PROMPT
Output the lines of the records below as a JSON list of strings, one string per line and blank lines left out, from the line that contains "Mark every instance of the grassy" through the end of the records, both ends included.

* begin DATA IN THIS EXERCISE *

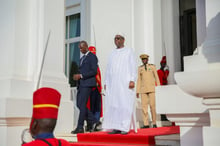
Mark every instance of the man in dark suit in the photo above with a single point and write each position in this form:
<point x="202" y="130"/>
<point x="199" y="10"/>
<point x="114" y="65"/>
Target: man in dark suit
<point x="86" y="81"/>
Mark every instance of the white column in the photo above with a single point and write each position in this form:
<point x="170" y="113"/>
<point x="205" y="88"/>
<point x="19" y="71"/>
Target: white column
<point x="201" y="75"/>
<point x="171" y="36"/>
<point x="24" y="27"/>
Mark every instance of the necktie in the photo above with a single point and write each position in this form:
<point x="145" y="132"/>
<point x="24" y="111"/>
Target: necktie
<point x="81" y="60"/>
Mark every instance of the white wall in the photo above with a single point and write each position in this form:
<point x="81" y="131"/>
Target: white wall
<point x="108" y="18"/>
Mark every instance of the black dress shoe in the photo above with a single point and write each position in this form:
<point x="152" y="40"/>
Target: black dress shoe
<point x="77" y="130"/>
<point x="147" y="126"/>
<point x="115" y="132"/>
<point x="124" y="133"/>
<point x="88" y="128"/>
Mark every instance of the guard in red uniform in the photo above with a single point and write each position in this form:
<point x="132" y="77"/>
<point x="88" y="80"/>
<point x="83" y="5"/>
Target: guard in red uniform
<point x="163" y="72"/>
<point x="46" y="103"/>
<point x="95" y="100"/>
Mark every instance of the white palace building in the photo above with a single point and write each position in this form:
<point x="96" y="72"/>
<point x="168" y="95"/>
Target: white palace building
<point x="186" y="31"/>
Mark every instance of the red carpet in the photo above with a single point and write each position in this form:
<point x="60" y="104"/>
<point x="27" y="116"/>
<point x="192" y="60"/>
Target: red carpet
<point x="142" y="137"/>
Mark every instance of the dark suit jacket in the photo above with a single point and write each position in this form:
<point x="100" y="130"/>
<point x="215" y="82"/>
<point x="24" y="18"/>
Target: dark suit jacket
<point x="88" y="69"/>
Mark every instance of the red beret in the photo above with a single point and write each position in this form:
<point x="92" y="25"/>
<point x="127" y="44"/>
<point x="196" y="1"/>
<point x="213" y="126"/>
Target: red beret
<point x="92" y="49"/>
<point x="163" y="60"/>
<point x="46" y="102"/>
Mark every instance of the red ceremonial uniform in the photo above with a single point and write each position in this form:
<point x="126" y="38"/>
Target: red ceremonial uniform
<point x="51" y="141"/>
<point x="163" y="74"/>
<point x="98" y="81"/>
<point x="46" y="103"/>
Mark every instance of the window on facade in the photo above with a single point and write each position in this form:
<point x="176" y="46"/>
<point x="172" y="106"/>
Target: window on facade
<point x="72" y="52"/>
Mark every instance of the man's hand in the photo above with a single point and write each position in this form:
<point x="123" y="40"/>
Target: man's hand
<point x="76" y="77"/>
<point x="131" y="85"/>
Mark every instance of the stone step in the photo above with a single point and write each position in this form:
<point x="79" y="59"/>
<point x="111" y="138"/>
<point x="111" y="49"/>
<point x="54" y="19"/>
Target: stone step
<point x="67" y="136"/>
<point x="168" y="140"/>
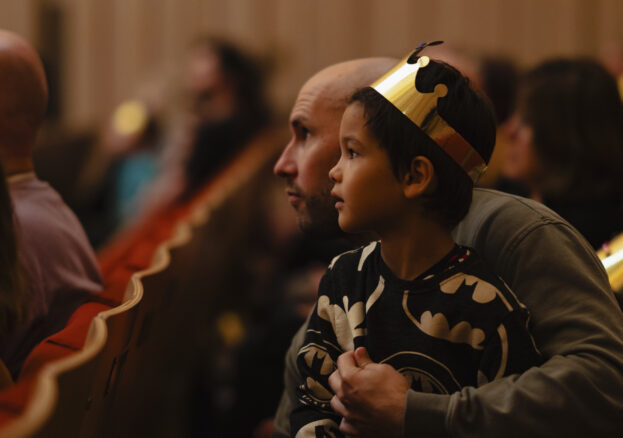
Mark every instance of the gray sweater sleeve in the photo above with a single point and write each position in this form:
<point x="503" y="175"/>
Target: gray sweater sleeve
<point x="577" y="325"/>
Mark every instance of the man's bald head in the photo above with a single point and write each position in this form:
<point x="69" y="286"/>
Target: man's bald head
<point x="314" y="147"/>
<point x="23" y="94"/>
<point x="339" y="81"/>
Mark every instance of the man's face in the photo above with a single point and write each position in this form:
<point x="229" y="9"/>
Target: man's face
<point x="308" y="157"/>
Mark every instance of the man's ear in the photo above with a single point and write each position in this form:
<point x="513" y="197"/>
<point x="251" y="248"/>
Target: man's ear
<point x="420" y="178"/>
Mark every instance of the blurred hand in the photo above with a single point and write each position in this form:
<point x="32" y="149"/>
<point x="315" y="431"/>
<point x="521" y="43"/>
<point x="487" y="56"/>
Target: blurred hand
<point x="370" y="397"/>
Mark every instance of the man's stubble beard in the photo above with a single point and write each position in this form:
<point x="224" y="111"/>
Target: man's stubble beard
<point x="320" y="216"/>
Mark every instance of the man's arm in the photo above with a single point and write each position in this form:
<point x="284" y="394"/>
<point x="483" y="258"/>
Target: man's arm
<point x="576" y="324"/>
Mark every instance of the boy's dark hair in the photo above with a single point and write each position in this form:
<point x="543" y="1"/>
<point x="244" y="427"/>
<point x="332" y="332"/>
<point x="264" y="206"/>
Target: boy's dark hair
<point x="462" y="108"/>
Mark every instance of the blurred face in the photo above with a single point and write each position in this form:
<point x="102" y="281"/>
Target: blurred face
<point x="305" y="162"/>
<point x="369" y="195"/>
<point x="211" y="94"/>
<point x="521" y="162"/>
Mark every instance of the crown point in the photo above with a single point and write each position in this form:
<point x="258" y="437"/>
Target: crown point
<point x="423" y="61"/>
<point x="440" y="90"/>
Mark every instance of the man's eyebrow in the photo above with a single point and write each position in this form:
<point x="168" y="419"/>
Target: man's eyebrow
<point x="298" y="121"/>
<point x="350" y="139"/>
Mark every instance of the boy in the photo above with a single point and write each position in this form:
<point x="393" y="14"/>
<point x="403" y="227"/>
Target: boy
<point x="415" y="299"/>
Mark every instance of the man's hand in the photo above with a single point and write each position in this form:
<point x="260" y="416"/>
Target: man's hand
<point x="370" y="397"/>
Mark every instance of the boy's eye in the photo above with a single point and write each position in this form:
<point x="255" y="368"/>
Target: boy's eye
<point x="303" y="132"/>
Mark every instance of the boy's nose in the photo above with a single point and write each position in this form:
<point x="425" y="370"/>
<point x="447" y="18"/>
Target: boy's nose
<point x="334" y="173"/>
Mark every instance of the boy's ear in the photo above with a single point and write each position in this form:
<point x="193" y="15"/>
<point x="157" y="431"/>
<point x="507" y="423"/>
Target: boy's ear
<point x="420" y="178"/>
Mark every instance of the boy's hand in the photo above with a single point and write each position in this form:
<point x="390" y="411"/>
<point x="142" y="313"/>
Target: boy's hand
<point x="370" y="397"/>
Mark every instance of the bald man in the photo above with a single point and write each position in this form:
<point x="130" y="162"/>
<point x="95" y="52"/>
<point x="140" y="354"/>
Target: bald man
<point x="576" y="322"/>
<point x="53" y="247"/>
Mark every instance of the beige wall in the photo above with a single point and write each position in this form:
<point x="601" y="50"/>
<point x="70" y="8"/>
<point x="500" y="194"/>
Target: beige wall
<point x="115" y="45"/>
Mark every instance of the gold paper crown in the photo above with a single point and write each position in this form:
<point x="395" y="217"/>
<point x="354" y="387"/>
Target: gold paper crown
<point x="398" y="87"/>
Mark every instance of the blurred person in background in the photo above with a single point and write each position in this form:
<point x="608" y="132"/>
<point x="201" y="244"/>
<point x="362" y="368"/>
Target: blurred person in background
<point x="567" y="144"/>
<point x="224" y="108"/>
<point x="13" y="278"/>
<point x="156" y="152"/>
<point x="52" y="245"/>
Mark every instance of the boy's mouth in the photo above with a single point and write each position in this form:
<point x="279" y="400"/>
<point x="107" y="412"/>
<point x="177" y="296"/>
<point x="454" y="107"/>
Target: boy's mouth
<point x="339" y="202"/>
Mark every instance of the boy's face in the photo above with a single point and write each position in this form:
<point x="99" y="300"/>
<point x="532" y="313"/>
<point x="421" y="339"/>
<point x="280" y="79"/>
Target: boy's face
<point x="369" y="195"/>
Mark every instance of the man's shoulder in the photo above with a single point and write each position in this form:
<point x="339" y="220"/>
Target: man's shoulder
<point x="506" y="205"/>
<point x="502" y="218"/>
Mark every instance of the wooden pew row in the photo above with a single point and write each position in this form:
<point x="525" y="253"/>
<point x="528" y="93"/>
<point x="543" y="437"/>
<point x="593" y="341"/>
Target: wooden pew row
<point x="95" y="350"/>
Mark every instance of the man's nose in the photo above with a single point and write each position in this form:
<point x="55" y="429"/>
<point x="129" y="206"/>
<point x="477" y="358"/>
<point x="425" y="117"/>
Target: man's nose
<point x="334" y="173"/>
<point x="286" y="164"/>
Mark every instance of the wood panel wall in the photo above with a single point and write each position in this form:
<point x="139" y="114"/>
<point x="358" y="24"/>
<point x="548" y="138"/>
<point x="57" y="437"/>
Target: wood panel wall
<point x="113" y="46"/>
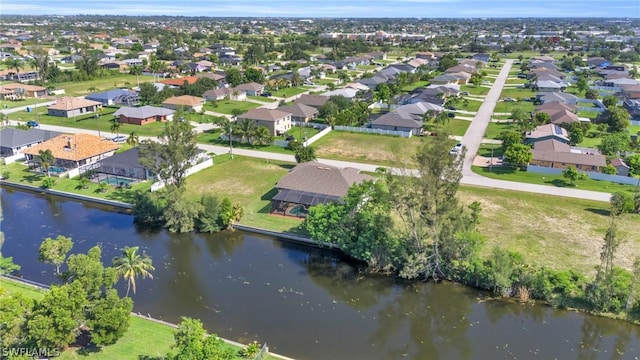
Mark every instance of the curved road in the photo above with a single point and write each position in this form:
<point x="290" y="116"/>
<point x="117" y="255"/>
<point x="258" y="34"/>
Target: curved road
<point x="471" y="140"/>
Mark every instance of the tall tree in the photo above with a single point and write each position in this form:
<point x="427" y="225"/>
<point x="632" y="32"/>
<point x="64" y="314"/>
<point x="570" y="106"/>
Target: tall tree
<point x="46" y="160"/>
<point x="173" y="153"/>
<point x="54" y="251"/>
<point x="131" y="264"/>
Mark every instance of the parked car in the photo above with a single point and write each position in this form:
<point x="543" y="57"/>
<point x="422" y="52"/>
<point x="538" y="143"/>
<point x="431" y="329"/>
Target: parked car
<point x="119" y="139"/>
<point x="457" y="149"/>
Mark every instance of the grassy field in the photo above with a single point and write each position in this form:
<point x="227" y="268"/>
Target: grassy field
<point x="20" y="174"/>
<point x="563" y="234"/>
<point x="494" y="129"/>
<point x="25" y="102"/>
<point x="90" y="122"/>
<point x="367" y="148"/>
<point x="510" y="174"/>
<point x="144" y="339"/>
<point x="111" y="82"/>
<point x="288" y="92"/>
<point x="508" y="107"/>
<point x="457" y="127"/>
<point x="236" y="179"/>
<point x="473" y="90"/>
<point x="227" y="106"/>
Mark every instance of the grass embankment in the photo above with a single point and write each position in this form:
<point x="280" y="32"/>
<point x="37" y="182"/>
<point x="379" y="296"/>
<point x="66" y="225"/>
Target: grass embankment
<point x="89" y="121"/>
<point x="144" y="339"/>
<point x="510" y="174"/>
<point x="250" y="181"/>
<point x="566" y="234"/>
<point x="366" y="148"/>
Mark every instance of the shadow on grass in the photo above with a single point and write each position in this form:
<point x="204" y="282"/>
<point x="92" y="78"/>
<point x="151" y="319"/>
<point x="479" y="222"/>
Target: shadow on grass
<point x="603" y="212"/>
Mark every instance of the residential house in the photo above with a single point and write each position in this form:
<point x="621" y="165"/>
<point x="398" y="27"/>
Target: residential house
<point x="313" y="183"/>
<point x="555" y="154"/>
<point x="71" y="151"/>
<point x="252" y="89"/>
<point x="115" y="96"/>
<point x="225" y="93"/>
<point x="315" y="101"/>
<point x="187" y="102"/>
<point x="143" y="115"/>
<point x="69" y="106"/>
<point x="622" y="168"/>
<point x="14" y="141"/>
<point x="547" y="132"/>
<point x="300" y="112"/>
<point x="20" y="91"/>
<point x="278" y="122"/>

* end DATA IN THIS EXERCISE *

THE COMPLETED TASK
[
  "Mark every instance of the grassy field in the photo above with a single point and write each position in this form:",
  "<point x=\"227\" y=\"268\"/>",
  "Target: grassy field",
  "<point x=\"20\" y=\"174\"/>",
  "<point x=\"563\" y=\"234\"/>",
  "<point x=\"494\" y=\"129\"/>",
  "<point x=\"25\" y=\"102\"/>",
  "<point x=\"90\" y=\"122\"/>",
  "<point x=\"367\" y=\"148\"/>",
  "<point x=\"510\" y=\"174\"/>",
  "<point x=\"144\" y=\"339\"/>",
  "<point x=\"111\" y=\"82\"/>",
  "<point x=\"288\" y=\"92\"/>",
  "<point x=\"508\" y=\"107\"/>",
  "<point x=\"457\" y=\"127\"/>",
  "<point x=\"236\" y=\"179\"/>",
  "<point x=\"473\" y=\"90\"/>",
  "<point x=\"227\" y=\"106\"/>",
  "Mark every instance of the grass embankment in the photo above with a single point and write each position in this form:",
  "<point x=\"280\" y=\"32\"/>",
  "<point x=\"37\" y=\"182\"/>",
  "<point x=\"379\" y=\"296\"/>",
  "<point x=\"66\" y=\"225\"/>",
  "Target: grass embankment",
  "<point x=\"89\" y=\"121\"/>",
  "<point x=\"144\" y=\"339\"/>",
  "<point x=\"510\" y=\"174\"/>",
  "<point x=\"250\" y=\"181\"/>",
  "<point x=\"566\" y=\"234\"/>",
  "<point x=\"366\" y=\"148\"/>",
  "Mark every instance of the shadow on grass in the photo above with a single point and write each position in this form:",
  "<point x=\"204\" y=\"282\"/>",
  "<point x=\"92\" y=\"78\"/>",
  "<point x=\"151\" y=\"319\"/>",
  "<point x=\"479\" y=\"222\"/>",
  "Target: shadow on grass",
  "<point x=\"603\" y=\"212\"/>",
  "Mark every instance of the residential house in the photo above with a single point and write each position in this form:",
  "<point x=\"621\" y=\"165\"/>",
  "<point x=\"398\" y=\"27\"/>",
  "Target: residential house",
  "<point x=\"313\" y=\"183\"/>",
  "<point x=\"555\" y=\"154\"/>",
  "<point x=\"71\" y=\"151\"/>",
  "<point x=\"252\" y=\"89\"/>",
  "<point x=\"115\" y=\"96\"/>",
  "<point x=\"225\" y=\"93\"/>",
  "<point x=\"315\" y=\"101\"/>",
  "<point x=\"187\" y=\"102\"/>",
  "<point x=\"143\" y=\"115\"/>",
  "<point x=\"69\" y=\"106\"/>",
  "<point x=\"622\" y=\"168\"/>",
  "<point x=\"14\" y=\"141\"/>",
  "<point x=\"547\" y=\"132\"/>",
  "<point x=\"300\" y=\"112\"/>",
  "<point x=\"20\" y=\"91\"/>",
  "<point x=\"278\" y=\"122\"/>"
]